Turn the entries below into a numbered list, leaving out blank lines and the pictures.

=-=-=

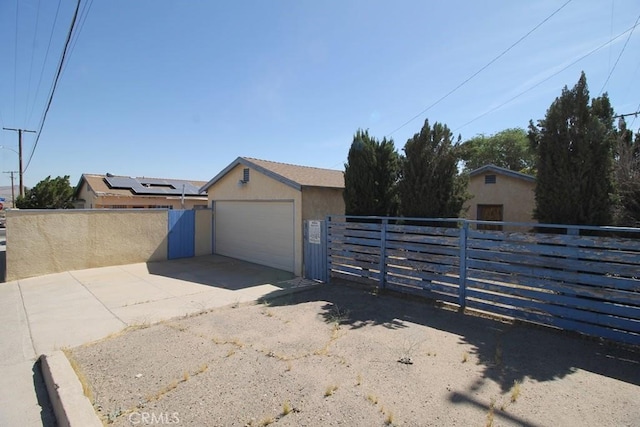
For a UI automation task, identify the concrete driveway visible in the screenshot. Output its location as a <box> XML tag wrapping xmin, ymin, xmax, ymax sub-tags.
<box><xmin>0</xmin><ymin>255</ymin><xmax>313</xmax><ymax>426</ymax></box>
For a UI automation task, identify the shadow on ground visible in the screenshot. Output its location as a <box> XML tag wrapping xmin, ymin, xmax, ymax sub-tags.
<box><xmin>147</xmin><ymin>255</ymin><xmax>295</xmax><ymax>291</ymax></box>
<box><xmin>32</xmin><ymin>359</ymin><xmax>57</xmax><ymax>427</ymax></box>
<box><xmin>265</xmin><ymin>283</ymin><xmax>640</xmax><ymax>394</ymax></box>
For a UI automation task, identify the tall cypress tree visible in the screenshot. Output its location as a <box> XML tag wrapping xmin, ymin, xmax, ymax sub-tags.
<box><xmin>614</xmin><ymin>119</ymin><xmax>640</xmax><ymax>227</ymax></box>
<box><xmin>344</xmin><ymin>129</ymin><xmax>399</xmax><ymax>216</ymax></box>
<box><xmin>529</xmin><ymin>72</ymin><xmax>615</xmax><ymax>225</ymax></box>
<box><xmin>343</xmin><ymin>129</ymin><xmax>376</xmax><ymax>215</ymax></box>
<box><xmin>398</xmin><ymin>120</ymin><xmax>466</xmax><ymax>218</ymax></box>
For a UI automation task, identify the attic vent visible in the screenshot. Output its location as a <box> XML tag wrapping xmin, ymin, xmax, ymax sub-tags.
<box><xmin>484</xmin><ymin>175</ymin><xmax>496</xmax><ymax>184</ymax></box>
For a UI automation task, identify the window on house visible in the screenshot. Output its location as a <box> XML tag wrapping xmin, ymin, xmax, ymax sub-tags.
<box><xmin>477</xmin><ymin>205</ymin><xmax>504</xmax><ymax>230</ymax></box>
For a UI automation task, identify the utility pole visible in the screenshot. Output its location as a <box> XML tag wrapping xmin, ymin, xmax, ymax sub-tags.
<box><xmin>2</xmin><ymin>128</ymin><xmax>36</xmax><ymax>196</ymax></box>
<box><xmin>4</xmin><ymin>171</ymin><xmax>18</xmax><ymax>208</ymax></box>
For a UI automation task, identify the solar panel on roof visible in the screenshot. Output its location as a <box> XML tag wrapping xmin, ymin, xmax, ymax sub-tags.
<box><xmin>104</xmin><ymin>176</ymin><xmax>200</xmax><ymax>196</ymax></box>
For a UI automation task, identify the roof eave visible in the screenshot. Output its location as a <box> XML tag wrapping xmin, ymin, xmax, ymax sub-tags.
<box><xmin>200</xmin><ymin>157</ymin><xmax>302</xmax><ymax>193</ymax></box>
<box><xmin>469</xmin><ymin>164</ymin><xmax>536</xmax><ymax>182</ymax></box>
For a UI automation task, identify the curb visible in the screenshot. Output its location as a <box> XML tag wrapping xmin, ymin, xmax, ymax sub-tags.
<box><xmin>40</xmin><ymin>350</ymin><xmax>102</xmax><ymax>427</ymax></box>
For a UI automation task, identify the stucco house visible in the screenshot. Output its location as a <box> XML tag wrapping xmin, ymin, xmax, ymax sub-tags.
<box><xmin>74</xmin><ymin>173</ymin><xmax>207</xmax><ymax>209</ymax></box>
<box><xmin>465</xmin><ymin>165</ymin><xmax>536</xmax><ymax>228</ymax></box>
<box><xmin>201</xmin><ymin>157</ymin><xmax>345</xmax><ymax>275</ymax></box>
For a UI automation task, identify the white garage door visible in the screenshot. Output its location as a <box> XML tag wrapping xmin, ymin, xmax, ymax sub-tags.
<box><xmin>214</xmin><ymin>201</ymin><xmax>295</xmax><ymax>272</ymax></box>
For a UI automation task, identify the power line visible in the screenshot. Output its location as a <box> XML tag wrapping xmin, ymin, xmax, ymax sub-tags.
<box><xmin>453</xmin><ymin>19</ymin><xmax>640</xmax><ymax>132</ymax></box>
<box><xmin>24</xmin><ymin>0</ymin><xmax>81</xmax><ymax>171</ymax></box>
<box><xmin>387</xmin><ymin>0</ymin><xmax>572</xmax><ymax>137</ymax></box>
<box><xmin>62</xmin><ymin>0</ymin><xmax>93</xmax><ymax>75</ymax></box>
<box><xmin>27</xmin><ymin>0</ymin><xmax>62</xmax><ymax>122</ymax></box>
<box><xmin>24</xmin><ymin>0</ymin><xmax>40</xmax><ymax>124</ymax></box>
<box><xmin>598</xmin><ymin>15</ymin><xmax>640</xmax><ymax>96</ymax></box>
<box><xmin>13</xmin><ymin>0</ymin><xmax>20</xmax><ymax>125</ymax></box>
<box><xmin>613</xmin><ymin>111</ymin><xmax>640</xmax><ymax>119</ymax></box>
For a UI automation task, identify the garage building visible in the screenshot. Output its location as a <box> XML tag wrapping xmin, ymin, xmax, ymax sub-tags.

=-=-=

= ANSWER FOR THE TASK =
1. For a UI automation task, identify the concrete driveway visible in the screenshot. Output its location as a <box> XML tag wrapping xmin, ymin, xmax, ymax sub-tags.
2. <box><xmin>0</xmin><ymin>255</ymin><xmax>313</xmax><ymax>426</ymax></box>
3. For a UI automation task, identify the shadow on ground visible in the screenshot. Output its location as a <box> XML tag wrapping xmin, ymin, xmax, ymax sub-tags.
4. <box><xmin>147</xmin><ymin>255</ymin><xmax>295</xmax><ymax>291</ymax></box>
5. <box><xmin>32</xmin><ymin>359</ymin><xmax>57</xmax><ymax>427</ymax></box>
6. <box><xmin>265</xmin><ymin>283</ymin><xmax>640</xmax><ymax>394</ymax></box>
7. For a UI automation task, identify the tall cypress tree visible in the screenshot. Output its location as a <box> XML tag wrapping xmin, ymin, xmax, ymax sub-tags.
8. <box><xmin>614</xmin><ymin>119</ymin><xmax>640</xmax><ymax>227</ymax></box>
9. <box><xmin>344</xmin><ymin>129</ymin><xmax>399</xmax><ymax>216</ymax></box>
10. <box><xmin>529</xmin><ymin>72</ymin><xmax>615</xmax><ymax>225</ymax></box>
11. <box><xmin>343</xmin><ymin>129</ymin><xmax>376</xmax><ymax>215</ymax></box>
12. <box><xmin>398</xmin><ymin>120</ymin><xmax>466</xmax><ymax>218</ymax></box>
13. For a UI automation task, identify the attic vent visible in the screenshot. Output its location as a <box> XML tag wrapping xmin, ymin, xmax, ymax sub-tags.
14. <box><xmin>484</xmin><ymin>175</ymin><xmax>496</xmax><ymax>184</ymax></box>
15. For a UI automation task, identify the window on house visible in the screenshot. Output its location as a <box> XML tag wrapping xmin, ymin, xmax, ymax sub-tags.
16. <box><xmin>477</xmin><ymin>205</ymin><xmax>504</xmax><ymax>230</ymax></box>
17. For a UI automation task, identify the utility pole visible in the screenshot. Output its location as a <box> XML tag wrapping xmin, ymin, xmax, ymax sub-tags.
18. <box><xmin>2</xmin><ymin>128</ymin><xmax>36</xmax><ymax>196</ymax></box>
19. <box><xmin>4</xmin><ymin>171</ymin><xmax>18</xmax><ymax>208</ymax></box>
20. For a UI automation task, identify the solar panel on roof visible in the screenshot. Output its location as a <box> XML tag wrapping xmin, ymin, xmax, ymax sub-tags.
21. <box><xmin>104</xmin><ymin>176</ymin><xmax>200</xmax><ymax>196</ymax></box>
22. For a UI automation task, identify the roof eave visible in the screenshot. Output its location as a <box> XML tag wrapping xmin, ymin, xmax, ymax sub-tags.
23. <box><xmin>200</xmin><ymin>157</ymin><xmax>302</xmax><ymax>193</ymax></box>
24. <box><xmin>469</xmin><ymin>164</ymin><xmax>536</xmax><ymax>182</ymax></box>
25. For a UI automation task, identify the curb visible in the screenshot. Output its location as a <box> XML tag wrapping xmin, ymin, xmax, ymax sub-tags.
26. <box><xmin>40</xmin><ymin>350</ymin><xmax>102</xmax><ymax>427</ymax></box>
27. For a UI automation task, identify the stucco house visible in the screenshot. Output its location as a <box> XML tag wrapping xmin, ymin, xmax, ymax sub-tags.
28. <box><xmin>74</xmin><ymin>173</ymin><xmax>207</xmax><ymax>209</ymax></box>
29. <box><xmin>465</xmin><ymin>165</ymin><xmax>536</xmax><ymax>228</ymax></box>
30. <box><xmin>201</xmin><ymin>157</ymin><xmax>345</xmax><ymax>275</ymax></box>
31. For a UI automation task, identify the white garage door visible in the screenshot. Output its location as a <box> XML tag wrapping xmin, ymin, xmax, ymax sub-tags.
32. <box><xmin>214</xmin><ymin>201</ymin><xmax>295</xmax><ymax>272</ymax></box>
33. For a UI automation task, identify the power line visible in the screenshot. Output its location as a <box> XML tag wrapping xmin, ymin, xmax, ymax sub-tags.
34. <box><xmin>453</xmin><ymin>19</ymin><xmax>640</xmax><ymax>132</ymax></box>
35. <box><xmin>24</xmin><ymin>0</ymin><xmax>81</xmax><ymax>171</ymax></box>
36. <box><xmin>387</xmin><ymin>0</ymin><xmax>572</xmax><ymax>137</ymax></box>
37. <box><xmin>62</xmin><ymin>0</ymin><xmax>93</xmax><ymax>75</ymax></box>
38. <box><xmin>27</xmin><ymin>0</ymin><xmax>62</xmax><ymax>122</ymax></box>
39. <box><xmin>24</xmin><ymin>0</ymin><xmax>40</xmax><ymax>124</ymax></box>
40. <box><xmin>598</xmin><ymin>15</ymin><xmax>640</xmax><ymax>96</ymax></box>
41. <box><xmin>13</xmin><ymin>0</ymin><xmax>20</xmax><ymax>125</ymax></box>
42. <box><xmin>613</xmin><ymin>111</ymin><xmax>640</xmax><ymax>119</ymax></box>
43. For a UI automation task, identify the garage building visible in the screenshot. Output its location as a <box> XML tag wrapping xmin, ymin, xmax, ymax sub-tags.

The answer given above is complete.